(Brief): Output all of the entries beneath, exactly as written.

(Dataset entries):
═══
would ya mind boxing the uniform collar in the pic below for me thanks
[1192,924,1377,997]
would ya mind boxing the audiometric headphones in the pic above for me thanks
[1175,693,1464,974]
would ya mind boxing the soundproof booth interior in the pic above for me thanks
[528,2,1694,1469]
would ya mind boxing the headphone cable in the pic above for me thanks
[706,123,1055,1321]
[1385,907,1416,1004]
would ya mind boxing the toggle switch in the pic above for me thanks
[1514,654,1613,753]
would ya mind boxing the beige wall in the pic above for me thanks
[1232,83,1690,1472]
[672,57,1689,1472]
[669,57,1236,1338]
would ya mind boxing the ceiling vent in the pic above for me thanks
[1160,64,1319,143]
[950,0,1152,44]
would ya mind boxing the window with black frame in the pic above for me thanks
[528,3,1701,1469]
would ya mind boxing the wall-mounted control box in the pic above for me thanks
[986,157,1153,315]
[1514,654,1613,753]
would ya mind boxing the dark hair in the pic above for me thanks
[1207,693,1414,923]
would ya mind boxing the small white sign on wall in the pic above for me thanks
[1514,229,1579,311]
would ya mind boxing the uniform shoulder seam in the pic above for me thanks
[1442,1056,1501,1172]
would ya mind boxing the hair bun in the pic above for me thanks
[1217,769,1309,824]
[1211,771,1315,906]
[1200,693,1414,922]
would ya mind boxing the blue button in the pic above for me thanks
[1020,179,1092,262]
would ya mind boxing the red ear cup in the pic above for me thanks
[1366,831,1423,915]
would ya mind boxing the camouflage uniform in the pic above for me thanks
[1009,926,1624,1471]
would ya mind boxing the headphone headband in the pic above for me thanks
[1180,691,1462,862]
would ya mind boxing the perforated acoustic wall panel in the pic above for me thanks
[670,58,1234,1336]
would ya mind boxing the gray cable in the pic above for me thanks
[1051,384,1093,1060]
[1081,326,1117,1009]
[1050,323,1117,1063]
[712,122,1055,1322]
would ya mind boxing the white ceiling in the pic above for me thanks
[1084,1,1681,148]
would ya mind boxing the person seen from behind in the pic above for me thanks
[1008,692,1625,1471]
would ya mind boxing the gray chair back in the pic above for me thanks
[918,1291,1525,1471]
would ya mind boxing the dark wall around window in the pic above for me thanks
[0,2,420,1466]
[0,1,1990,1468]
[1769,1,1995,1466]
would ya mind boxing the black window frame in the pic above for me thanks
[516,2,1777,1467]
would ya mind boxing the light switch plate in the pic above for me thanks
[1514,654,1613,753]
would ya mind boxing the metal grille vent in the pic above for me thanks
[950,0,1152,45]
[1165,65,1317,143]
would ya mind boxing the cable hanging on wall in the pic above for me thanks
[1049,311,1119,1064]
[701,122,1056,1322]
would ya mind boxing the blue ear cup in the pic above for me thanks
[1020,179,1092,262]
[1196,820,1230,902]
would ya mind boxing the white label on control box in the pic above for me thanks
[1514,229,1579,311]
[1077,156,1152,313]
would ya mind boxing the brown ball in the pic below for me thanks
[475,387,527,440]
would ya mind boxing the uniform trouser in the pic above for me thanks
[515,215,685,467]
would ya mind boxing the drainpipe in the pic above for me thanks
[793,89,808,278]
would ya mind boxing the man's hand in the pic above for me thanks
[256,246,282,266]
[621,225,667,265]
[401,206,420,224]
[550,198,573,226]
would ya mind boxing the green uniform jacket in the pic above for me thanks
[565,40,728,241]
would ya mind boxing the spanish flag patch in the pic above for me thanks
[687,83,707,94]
═══
(Completed exercise):
would ya mind boxing the uniform collar in the pic below for me thanks
[1192,924,1377,997]
would ya mind boxing the audiometric headphones in the pic above for me thanks
[1175,693,1464,974]
would ya mind boxing the soundproof booth interior in the pic above for me thanks
[528,2,1694,1469]
would ya mind boxing the headphone cable in the pic above for me thanks
[706,123,1055,1321]
[1385,907,1416,1004]
would ya mind boxing the toggle switch in the pic above for me thanks
[1514,654,1613,753]
would ya mind boxing the beige wall in the pic above for me thanks
[1232,83,1690,1472]
[672,57,1689,1472]
[669,57,1236,1338]
would ya mind boxing the ceiling vent in the pic above for me thanks
[1160,64,1319,143]
[950,0,1152,44]
would ya mind boxing the window with black frame in the pic above for me thanks
[528,3,1701,1469]
would ya mind boxing the wall-mounted control box in the pic above for me thanks
[986,157,1153,315]
[1514,654,1613,753]
would ya mind boxing the dark hair in the pic above for me thanks
[1207,693,1414,923]
would ya mind boxing the small white sign on wall in the pic above for me thanks
[1514,229,1579,311]
would ya mind boxing the uniform shoulder seam in the pic above for me thanks
[1442,1056,1501,1172]
would ya mind boxing the hair bun in the pic above for me thanks
[1217,769,1309,824]
[1211,771,1315,906]
[1200,693,1414,922]
would ya mind boxing the blue button in the pic above for me thanks
[1020,179,1092,262]
would ya mind boxing the red ear cup in the pic above for me thanks
[1366,831,1423,915]
would ya mind boxing the camouflage uniform in the pic above for me thanks
[1009,926,1624,1471]
would ya mind boxing the headphone headband in the pic above for me thanks
[1180,691,1462,862]
would ya mind boxing the perforated acoustic wall panel in the pic above for me thanks
[670,58,1234,1336]
would ya mind boxing the gray cable in the pic above for me thanks
[1051,384,1093,1060]
[1081,326,1117,1009]
[1050,323,1117,1063]
[712,122,1055,1322]
would ya mind boxing the white ceiling in the pic above for me thanks
[1084,1,1681,148]
would ya mind boxing the person seen from behind in the pic above for me thanks
[1008,692,1625,1471]
would ya mind boxing the gray chair back in the pic above for me thanks
[918,1291,1525,1471]
would ya mind boxing the dark wall around window in the pic above for me thanks
[0,2,420,1466]
[0,1,1990,1468]
[1769,1,1995,1466]
would ya mind boxing the black window frame in the pic above for me thanks
[516,2,1777,1467]
would ya mind boxing the light switch plate in the pic above for me thanks
[1514,654,1613,753]
would ya mind boxing the metal grille vent in the pic above for me thanks
[950,0,1152,45]
[1165,65,1317,143]
would ya mind boxing the cable hanging on wall in the pic above for me thanks
[1049,311,1119,1064]
[701,122,1056,1322]
would ya mind boxing the blue ear cup in the pic above for me thanks
[1020,179,1092,262]
[1196,820,1230,902]
would ya mind boxing the white label on control box in the pic above for me thanks
[1514,229,1579,311]
[1077,156,1152,313]
would ya mind boxing the brown ball in the pic below for me thanks
[475,387,527,440]
would ya mind boxing the uniform trouser in the pic above for me thanks
[515,215,685,467]
would ya mind boxing the drainpipe in the pic above for me thanks
[793,89,808,278]
would ya mind boxing the man's hand in the pic above for me thanks
[256,246,282,266]
[621,225,667,265]
[401,206,420,224]
[550,198,573,226]
would ya mind boxing the green uniform jacket in the pic above for me thanks
[565,40,728,241]
would ya mind boxing the spanish flag patch in the pic above for me thanks
[687,83,707,94]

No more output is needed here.